El Aissami was born on 12 November 1974 in El Vigía, Mérida, Venezuela. He is one of five children. His mother, May Maddah de El Aissami, is Lebanese while his father, Zaidan El Amin El Aissami, also known as Carlos Zaidan, was a Druze immigrant from Jabal al-Druze in Syria. He was the head of a local Iraqi Ba'athist Party in Venezuela and had connections with leftist political movements in the Middle East. Another family member of El Aissami involved in Ba'athism was his great-uncle, Shibli El Aissami, who was the Assistant Secretary General of the National Command of the Iraqi-dominated Arab Socialist Ba'ath Party.

El Aissami's father supported Hugo Chávez during the February 1992 Venezuelan coup d'état attempt and was arrested. Following the arrest of El Aissami's father in 1992, his great-uncle Shibli El Aissami retired from politics in Iraq, remaining in the country until the 2003 US-led invasion of Iraq.

== Education and militancy ==
Studying both law and criminology, El Aissami attended the University of the Andes (ULA) in Mérida, Venezuela. While there, he was a student of Adán Chávez Frías, the older brother of Hugo Chávez, who was said to have been a mentor to El Aissami. In 1997, he joined the National Youth Directorate of the Fifth Republic Movement to support the election of Hugo Chávez. Near the same time, El Aissami was arrested during an anti-government protest after throwing stones at authorities.

■ Extracted information ■
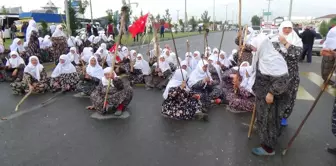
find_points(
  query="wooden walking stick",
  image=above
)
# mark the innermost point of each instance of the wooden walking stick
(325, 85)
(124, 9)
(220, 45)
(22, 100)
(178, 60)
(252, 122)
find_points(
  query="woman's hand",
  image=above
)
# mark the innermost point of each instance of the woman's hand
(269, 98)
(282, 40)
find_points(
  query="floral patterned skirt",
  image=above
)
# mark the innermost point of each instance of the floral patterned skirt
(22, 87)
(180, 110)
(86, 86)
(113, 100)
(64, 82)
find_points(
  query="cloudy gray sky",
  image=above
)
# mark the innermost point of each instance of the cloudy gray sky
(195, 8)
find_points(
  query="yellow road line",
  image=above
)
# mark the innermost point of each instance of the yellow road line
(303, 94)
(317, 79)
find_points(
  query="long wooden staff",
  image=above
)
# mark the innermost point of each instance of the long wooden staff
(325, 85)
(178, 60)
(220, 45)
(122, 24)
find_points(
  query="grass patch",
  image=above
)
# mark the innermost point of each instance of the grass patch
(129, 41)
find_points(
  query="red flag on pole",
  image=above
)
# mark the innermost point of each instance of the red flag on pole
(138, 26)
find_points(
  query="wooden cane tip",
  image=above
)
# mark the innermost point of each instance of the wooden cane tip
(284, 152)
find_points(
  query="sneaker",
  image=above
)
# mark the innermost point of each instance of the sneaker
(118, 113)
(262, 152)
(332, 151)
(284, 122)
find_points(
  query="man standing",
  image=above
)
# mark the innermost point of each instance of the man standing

■ Required actions ■
1 > List every year that appears in the El Aissami biography excerpt, in the order each first appears.
2 > Pick up the El Aissami biography excerpt after its final sentence and write the next part.

■ Written responses ■
1 > 1974, 1992, 2003, 1997

2 >
In 2001, El Aissami became president of the student union at ULA. According to the vice rector of academic affairs at ULA, most of the 1,122 students living in the student dormitories at the time were members of Utopia or its allies, that "only 387 are active students and more than 600 have no university connections", and that there were "always weapons there". Unnamed opponents claimed that during student elections El Aissami threatened other candidates with armed gangs, while former governor Florencio Porras (PSUV) accused him of attempting to rig student elections. Following the September 11 attacks in 2001, it was also reported by witnesses that El Aissami had celebrated the attacks on the United States. While a student at ULA, El Assaimi met and befriended Adán Chávez, a political activist and Hugo Chavez' brother. It was through this association that he first engaged in the erly currents of Chavism.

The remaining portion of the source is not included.